[PROBLEM] Lift out all lines below that contain "sign".

---- SUPPLIED DATA

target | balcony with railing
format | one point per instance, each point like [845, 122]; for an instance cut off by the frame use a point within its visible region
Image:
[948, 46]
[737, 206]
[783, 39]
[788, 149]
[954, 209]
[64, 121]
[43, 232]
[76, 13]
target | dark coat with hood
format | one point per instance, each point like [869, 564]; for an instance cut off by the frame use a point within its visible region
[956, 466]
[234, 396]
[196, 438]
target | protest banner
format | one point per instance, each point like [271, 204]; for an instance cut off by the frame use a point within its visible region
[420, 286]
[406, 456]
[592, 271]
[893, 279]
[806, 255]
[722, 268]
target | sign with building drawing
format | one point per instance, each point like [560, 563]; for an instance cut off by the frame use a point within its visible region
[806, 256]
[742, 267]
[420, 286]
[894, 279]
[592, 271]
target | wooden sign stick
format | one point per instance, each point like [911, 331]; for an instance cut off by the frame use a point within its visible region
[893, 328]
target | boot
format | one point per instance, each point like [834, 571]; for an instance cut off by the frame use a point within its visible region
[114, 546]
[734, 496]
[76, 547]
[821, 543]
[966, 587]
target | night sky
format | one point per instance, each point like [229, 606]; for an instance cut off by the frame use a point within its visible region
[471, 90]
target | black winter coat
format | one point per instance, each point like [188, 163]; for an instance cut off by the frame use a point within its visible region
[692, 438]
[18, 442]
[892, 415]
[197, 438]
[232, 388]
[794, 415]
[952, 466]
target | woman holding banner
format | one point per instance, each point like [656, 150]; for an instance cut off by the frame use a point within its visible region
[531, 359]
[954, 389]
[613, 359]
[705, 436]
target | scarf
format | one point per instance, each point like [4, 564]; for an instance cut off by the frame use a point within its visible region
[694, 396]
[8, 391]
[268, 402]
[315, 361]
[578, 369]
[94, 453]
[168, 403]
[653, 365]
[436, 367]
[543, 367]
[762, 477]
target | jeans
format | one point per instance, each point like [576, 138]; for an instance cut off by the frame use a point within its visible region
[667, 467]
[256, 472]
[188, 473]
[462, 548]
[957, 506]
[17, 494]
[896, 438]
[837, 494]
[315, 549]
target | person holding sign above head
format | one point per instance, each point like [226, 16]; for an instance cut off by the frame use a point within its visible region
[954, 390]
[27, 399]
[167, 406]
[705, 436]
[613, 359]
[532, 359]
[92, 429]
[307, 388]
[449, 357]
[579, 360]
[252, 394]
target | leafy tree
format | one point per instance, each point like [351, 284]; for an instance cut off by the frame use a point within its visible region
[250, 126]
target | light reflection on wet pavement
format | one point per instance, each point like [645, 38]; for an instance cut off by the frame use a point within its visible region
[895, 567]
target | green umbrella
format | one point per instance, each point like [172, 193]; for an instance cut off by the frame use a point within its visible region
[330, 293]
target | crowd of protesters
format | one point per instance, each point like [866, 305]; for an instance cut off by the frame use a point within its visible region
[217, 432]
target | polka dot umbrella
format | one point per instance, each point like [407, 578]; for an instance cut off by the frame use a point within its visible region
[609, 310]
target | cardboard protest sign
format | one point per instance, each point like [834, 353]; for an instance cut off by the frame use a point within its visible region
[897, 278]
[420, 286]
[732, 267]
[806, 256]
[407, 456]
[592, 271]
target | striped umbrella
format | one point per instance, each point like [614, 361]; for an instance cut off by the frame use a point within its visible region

--------

[YOUR SOLUTION]
target | sign with building drawing
target | wooden sign stick
target | person holding sign above head
target | cardboard protest sign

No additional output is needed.